(Given data):
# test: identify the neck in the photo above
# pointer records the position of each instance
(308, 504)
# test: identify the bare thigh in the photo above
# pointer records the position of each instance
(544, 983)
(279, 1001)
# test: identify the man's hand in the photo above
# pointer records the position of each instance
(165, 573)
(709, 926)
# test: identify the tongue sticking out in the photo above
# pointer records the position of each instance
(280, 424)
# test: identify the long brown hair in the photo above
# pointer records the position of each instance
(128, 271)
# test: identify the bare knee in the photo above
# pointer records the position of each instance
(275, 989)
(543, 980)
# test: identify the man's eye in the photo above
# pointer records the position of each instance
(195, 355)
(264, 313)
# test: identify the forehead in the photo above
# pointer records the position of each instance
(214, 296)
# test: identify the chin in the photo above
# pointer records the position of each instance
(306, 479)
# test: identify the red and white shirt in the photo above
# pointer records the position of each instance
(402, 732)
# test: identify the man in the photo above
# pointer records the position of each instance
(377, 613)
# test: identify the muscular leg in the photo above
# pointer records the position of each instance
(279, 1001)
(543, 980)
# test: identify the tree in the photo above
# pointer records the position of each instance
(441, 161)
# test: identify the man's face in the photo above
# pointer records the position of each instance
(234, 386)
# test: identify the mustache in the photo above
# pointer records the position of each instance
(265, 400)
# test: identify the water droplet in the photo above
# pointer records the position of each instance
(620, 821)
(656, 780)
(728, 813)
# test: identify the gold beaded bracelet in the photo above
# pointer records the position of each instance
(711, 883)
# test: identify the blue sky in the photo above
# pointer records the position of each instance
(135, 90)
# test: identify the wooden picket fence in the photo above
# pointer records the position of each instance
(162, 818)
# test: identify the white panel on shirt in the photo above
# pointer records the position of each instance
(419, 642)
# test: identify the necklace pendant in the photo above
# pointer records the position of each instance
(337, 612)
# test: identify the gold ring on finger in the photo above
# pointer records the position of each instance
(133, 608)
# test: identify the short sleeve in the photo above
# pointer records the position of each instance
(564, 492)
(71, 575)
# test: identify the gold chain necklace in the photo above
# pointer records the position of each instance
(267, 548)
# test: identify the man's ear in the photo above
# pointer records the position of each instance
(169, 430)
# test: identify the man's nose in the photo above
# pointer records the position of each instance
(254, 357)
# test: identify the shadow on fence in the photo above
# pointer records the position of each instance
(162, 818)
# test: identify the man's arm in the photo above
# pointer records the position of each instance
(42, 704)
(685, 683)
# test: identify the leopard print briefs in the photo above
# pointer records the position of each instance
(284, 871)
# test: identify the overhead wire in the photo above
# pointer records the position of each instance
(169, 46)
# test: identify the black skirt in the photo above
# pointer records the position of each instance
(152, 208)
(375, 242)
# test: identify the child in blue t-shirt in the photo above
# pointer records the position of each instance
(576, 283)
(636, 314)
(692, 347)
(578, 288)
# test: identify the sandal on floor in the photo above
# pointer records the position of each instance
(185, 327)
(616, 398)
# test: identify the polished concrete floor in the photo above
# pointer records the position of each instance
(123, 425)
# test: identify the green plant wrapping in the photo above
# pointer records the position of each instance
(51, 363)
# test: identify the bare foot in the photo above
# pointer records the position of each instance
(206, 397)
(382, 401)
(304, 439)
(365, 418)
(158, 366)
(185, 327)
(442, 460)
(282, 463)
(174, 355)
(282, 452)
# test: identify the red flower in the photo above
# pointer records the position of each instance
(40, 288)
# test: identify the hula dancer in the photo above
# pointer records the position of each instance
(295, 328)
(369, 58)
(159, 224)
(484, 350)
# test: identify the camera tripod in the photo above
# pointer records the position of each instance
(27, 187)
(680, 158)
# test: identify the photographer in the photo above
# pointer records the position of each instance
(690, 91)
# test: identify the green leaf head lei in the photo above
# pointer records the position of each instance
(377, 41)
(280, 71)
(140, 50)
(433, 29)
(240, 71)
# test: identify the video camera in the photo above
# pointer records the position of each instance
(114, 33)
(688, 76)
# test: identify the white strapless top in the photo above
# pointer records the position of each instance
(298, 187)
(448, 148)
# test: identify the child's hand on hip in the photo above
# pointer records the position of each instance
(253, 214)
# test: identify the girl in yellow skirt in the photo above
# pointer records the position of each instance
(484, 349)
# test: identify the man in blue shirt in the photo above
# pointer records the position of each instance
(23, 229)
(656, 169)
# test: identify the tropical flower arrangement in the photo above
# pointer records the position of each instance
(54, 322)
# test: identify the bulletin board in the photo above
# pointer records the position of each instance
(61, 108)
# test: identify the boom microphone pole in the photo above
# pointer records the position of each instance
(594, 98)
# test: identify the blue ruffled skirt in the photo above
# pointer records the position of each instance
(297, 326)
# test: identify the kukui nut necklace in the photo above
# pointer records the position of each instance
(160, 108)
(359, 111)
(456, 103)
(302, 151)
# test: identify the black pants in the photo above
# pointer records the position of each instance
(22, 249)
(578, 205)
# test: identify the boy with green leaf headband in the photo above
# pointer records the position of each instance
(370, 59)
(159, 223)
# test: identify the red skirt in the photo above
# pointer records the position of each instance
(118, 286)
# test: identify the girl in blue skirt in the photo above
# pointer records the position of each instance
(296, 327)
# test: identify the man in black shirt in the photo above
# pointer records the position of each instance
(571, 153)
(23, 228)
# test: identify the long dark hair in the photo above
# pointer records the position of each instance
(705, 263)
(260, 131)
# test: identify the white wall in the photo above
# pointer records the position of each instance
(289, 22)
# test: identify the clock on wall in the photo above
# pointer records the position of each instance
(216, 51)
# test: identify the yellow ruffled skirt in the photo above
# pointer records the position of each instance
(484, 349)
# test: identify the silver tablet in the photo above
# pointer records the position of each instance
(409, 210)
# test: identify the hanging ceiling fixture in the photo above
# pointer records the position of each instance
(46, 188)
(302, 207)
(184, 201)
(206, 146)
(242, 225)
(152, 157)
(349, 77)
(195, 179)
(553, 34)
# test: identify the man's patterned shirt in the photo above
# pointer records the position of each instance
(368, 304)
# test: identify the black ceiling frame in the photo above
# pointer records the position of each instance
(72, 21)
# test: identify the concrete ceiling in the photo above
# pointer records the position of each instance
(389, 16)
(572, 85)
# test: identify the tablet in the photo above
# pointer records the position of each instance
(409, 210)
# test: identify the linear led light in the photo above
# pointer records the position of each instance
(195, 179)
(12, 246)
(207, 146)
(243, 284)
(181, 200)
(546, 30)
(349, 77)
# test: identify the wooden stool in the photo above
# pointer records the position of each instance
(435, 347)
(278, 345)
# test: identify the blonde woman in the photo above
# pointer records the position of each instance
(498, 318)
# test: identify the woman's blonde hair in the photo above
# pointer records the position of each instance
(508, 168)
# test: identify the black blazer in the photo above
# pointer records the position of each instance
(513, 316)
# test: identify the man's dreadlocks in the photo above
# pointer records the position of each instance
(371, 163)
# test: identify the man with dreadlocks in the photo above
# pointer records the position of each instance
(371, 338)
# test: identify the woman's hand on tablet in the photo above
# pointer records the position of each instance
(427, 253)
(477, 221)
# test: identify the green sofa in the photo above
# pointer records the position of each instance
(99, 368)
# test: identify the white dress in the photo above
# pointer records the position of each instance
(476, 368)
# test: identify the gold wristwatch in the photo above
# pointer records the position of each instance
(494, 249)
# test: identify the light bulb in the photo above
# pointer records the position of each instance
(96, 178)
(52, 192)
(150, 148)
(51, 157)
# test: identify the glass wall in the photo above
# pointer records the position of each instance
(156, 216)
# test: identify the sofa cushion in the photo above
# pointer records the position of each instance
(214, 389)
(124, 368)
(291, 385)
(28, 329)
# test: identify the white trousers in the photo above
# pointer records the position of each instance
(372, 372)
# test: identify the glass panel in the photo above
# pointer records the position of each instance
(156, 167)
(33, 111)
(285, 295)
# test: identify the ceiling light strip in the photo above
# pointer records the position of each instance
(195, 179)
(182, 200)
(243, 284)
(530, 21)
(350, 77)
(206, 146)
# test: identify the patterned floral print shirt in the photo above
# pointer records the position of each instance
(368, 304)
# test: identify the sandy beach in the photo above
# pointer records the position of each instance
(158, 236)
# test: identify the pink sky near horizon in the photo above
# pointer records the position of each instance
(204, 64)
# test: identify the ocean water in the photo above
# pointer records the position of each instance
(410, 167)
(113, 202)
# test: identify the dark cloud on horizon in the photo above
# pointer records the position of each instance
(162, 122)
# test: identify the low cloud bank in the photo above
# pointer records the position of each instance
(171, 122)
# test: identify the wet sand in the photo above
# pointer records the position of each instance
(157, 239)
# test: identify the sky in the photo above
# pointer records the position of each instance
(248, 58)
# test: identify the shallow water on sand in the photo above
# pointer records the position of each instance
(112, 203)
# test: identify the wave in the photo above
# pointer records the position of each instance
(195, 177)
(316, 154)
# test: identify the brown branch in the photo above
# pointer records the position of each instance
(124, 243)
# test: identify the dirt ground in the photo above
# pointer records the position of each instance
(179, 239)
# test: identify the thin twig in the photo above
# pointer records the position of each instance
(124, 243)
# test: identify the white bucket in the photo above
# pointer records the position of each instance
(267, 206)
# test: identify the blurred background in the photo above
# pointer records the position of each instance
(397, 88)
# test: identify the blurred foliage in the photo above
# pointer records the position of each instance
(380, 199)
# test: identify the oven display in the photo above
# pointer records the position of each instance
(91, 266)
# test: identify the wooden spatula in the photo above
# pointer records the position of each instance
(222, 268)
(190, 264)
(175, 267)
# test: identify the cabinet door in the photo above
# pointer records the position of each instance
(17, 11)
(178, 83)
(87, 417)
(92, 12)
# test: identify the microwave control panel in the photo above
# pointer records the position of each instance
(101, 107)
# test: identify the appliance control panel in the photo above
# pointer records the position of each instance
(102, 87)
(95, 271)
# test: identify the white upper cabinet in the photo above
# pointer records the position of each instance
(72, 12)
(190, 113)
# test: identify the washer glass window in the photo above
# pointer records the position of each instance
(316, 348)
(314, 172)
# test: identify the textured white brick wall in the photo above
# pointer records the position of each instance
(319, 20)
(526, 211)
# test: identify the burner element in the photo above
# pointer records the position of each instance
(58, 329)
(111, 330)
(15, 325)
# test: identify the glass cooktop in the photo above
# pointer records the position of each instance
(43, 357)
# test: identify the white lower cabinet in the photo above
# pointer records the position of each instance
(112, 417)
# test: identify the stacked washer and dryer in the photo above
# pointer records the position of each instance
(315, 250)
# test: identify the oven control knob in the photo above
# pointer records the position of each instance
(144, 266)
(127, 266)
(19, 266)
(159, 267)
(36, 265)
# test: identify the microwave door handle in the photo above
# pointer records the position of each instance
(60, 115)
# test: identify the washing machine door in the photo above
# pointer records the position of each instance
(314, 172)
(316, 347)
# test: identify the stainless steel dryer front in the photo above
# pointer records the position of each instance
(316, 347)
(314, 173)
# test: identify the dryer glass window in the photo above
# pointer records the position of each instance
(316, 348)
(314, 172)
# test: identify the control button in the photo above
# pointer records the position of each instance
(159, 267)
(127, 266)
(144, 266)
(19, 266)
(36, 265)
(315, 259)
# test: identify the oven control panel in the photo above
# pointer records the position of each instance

(Task requirements): Quote the lines of the listing above that run from the line with "# test: identify the microwave door" through its last line, both included, and nothing else.

(Exercise output):
# test: identify the microwave door handle in the photo above
# pointer records the position of each instance
(60, 115)
# test: identify the washing machine door in the photo above
# pointer records the position of each instance
(314, 172)
(316, 347)
# test: identify the stainless steel dryer front in the photo above
# pointer records the position of each instance
(316, 347)
(314, 173)
# test: identify the dryer glass window in the photo above
# pointer records the position of each instance
(316, 348)
(314, 172)
# test: identify the control button in the photo above
# pointer records the position of each instance
(159, 267)
(127, 266)
(144, 266)
(19, 266)
(36, 265)
(315, 259)
# test: identify the oven control panel in the photo above
# pointer records the position of each instance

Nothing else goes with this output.